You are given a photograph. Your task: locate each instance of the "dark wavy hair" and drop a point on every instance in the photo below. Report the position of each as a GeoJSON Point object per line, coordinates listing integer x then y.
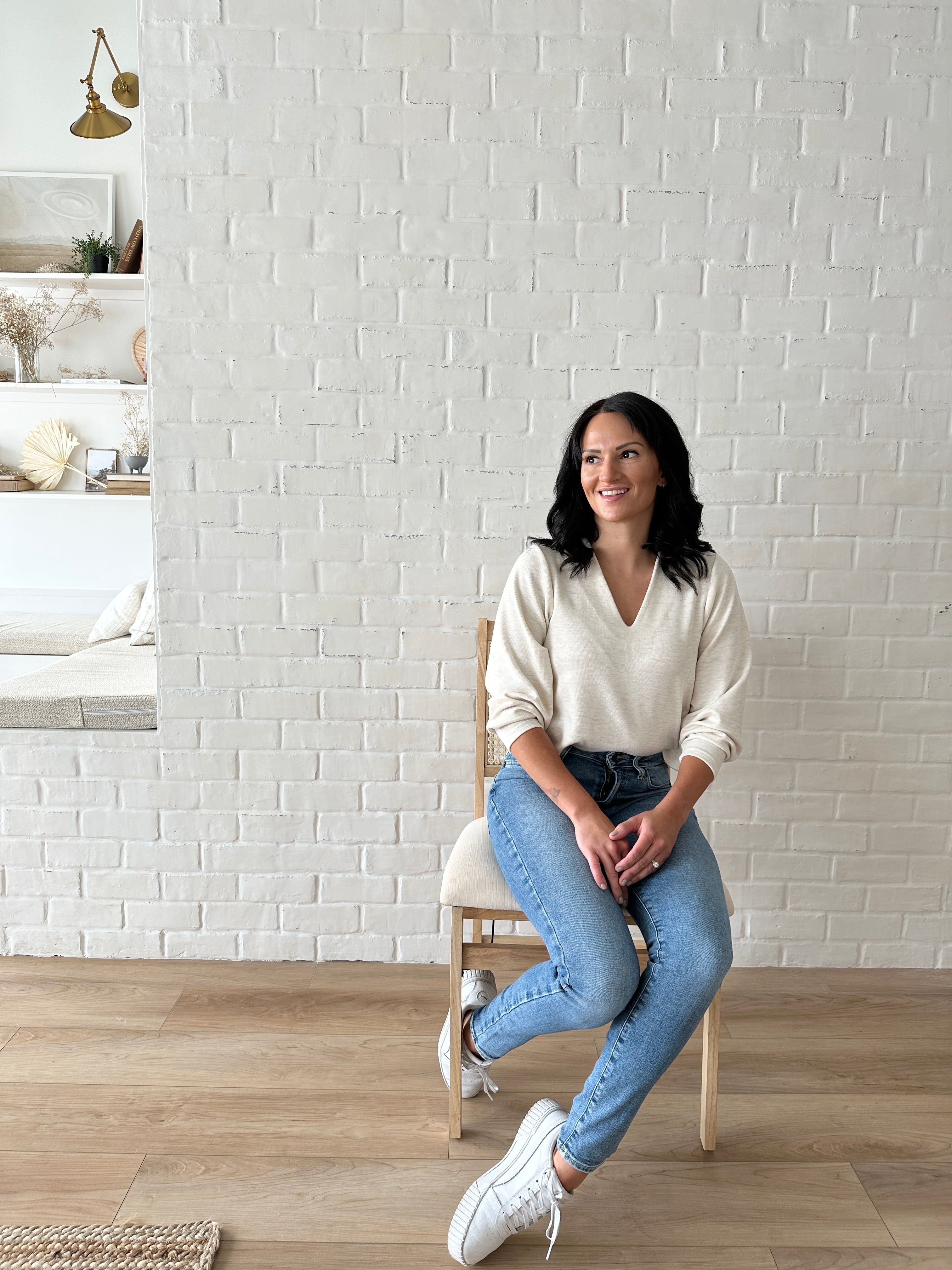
{"type": "Point", "coordinates": [676, 521]}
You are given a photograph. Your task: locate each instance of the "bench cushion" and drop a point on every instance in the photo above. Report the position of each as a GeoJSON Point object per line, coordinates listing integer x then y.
{"type": "Point", "coordinates": [106, 686]}
{"type": "Point", "coordinates": [473, 878]}
{"type": "Point", "coordinates": [45, 634]}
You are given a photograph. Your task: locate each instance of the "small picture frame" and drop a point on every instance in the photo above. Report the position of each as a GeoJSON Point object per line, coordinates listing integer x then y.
{"type": "Point", "coordinates": [99, 465]}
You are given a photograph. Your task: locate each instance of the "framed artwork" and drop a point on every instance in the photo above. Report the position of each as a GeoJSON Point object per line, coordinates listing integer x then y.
{"type": "Point", "coordinates": [99, 464]}
{"type": "Point", "coordinates": [42, 213]}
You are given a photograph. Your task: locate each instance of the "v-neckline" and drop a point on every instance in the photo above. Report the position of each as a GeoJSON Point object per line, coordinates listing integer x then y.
{"type": "Point", "coordinates": [611, 598]}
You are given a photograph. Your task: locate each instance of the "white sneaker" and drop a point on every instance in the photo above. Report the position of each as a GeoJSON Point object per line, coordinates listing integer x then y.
{"type": "Point", "coordinates": [479, 990]}
{"type": "Point", "coordinates": [520, 1191]}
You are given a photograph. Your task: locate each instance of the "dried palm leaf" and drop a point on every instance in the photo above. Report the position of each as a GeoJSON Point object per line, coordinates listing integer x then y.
{"type": "Point", "coordinates": [46, 454]}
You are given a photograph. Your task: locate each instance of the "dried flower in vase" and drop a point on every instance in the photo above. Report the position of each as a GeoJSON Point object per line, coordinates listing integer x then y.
{"type": "Point", "coordinates": [135, 440]}
{"type": "Point", "coordinates": [28, 326]}
{"type": "Point", "coordinates": [46, 455]}
{"type": "Point", "coordinates": [91, 373]}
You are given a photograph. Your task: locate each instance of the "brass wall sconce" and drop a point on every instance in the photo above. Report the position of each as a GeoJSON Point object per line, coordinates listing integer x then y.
{"type": "Point", "coordinates": [97, 121]}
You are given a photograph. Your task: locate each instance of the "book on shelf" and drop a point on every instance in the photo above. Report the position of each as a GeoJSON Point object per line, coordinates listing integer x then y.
{"type": "Point", "coordinates": [92, 383]}
{"type": "Point", "coordinates": [131, 258]}
{"type": "Point", "coordinates": [128, 483]}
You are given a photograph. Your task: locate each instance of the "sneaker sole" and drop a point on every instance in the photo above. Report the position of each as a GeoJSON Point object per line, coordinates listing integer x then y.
{"type": "Point", "coordinates": [445, 1039]}
{"type": "Point", "coordinates": [466, 1210]}
{"type": "Point", "coordinates": [477, 1086]}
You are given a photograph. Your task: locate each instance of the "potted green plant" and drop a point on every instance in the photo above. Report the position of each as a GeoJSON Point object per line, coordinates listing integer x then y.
{"type": "Point", "coordinates": [94, 255]}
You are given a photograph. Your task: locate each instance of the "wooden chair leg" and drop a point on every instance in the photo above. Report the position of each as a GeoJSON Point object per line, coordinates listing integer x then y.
{"type": "Point", "coordinates": [456, 1025]}
{"type": "Point", "coordinates": [709, 1075]}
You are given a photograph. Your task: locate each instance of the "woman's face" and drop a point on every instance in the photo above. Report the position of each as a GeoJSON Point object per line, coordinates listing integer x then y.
{"type": "Point", "coordinates": [620, 473]}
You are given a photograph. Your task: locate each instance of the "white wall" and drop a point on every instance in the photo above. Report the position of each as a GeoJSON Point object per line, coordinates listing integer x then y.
{"type": "Point", "coordinates": [49, 48]}
{"type": "Point", "coordinates": [394, 251]}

·····

### REQUIRED WORK
Quote the material exactly. Pictures stay out.

### IN RESPONSE
You are given a photograph. Your task: locate each instance of the "dark wavy hair" and drop a point on every instance in the photo below. Report the position of each as a GeoJSON Point object per line, coordinates listing integer x then y.
{"type": "Point", "coordinates": [676, 521]}
You are given a photograph. Your task: locate each instance of the "bench cushion" and drop a point on every instance in the photo above. Report the position of each as a GeoJSON Point object per line, coordinates listing integer x then y.
{"type": "Point", "coordinates": [106, 686]}
{"type": "Point", "coordinates": [473, 878]}
{"type": "Point", "coordinates": [45, 634]}
You are given a photograph. Your task: locate each instance of the "small picture frame" and drop a point on every instance in the photo above. Report the position of each as a GeoJSON Point object per line, coordinates listing integer x then y.
{"type": "Point", "coordinates": [99, 465]}
You are given a photograph. Your task: locate each instance of the "framed artwork" and drop a point on every instance in the photo above. Report the position of each as a GeoJSON Point object per line, coordinates listing integer x then y.
{"type": "Point", "coordinates": [99, 464]}
{"type": "Point", "coordinates": [42, 213]}
You are given a photograph. Your task: locate each instance of the "v-neckline" and drop a point on every instance in the photo above. Report the position of each as a GeoJSON Point object per line, coordinates listing integer x then y.
{"type": "Point", "coordinates": [611, 598]}
You are given a photograph. Your task: locate each instance of the "white sneaker" and drop a point on every instance in the photo above. Report the position of each as a GeoJSON Point object per line, coordinates listing integer x then y.
{"type": "Point", "coordinates": [479, 990]}
{"type": "Point", "coordinates": [520, 1191]}
You are given a photograph. Your task: locate each instance of the "dried palm leaf" and drop a point on every instance in the photo above. Report the position of each as a GeoJSON Point object per line, coordinates listing integer x then y.
{"type": "Point", "coordinates": [46, 454]}
You are given a photograph. Your task: locate each instance of the "dried flower in vase" and drop a point on every instance in the photo above. Report the position of each as a GeoJSON Point object per line, coordinates listing integer x then y.
{"type": "Point", "coordinates": [135, 440]}
{"type": "Point", "coordinates": [28, 326]}
{"type": "Point", "coordinates": [46, 455]}
{"type": "Point", "coordinates": [91, 373]}
You are given a photograph. Your task: locate each instance of the "brass wall sconce" and drop a point on every instance in the photo above. Report the position of each as a GeoJSON Point object per line, coordinates listing integer x then y.
{"type": "Point", "coordinates": [97, 121]}
You are given a photograph. Your task: locate each instance of the "book on shelf" and drop a point on every instance in the photo above. Report the position of each as a GeoJSON Point object per line, coordinates listing integer x then y.
{"type": "Point", "coordinates": [92, 383]}
{"type": "Point", "coordinates": [131, 258]}
{"type": "Point", "coordinates": [128, 483]}
You are given a photograph. Your task: locate each instance of the "sneaker sole" and drop a point on every instance in the photo above. Report the position of each as a GeoJSON Point object per line, coordinates listing integer x then y.
{"type": "Point", "coordinates": [445, 1039]}
{"type": "Point", "coordinates": [466, 1210]}
{"type": "Point", "coordinates": [477, 1086]}
You are given a photograph. Your task: locate each instance of the "potted green plant" and drop a point on every instance in the photo above. Report the position of each as a GeoJSON Point object per line, coordinates listing integer x then y.
{"type": "Point", "coordinates": [94, 255]}
You are given a photograph. Your task: locate each instance of the "wooden chair leg" and drop a point on every instance in the photo above. Report the position of each as a GeoJSON Point object per line, coordinates listing integer x then y.
{"type": "Point", "coordinates": [456, 1025]}
{"type": "Point", "coordinates": [709, 1075]}
You are given a photograph. Your task: locate each instance of the "woman's face" and drop a point on every instance in the photo above. Report the position of each as a GeoJSON Point object per line, coordinates listing integer x then y.
{"type": "Point", "coordinates": [620, 473]}
You are given a photograph. Your task: locate each instance of the "white wall" and drop a point on every instance in the photo above. Report the position of each as a GeoJSON Point object per line, coordinates listing integer x then y.
{"type": "Point", "coordinates": [49, 48]}
{"type": "Point", "coordinates": [394, 251]}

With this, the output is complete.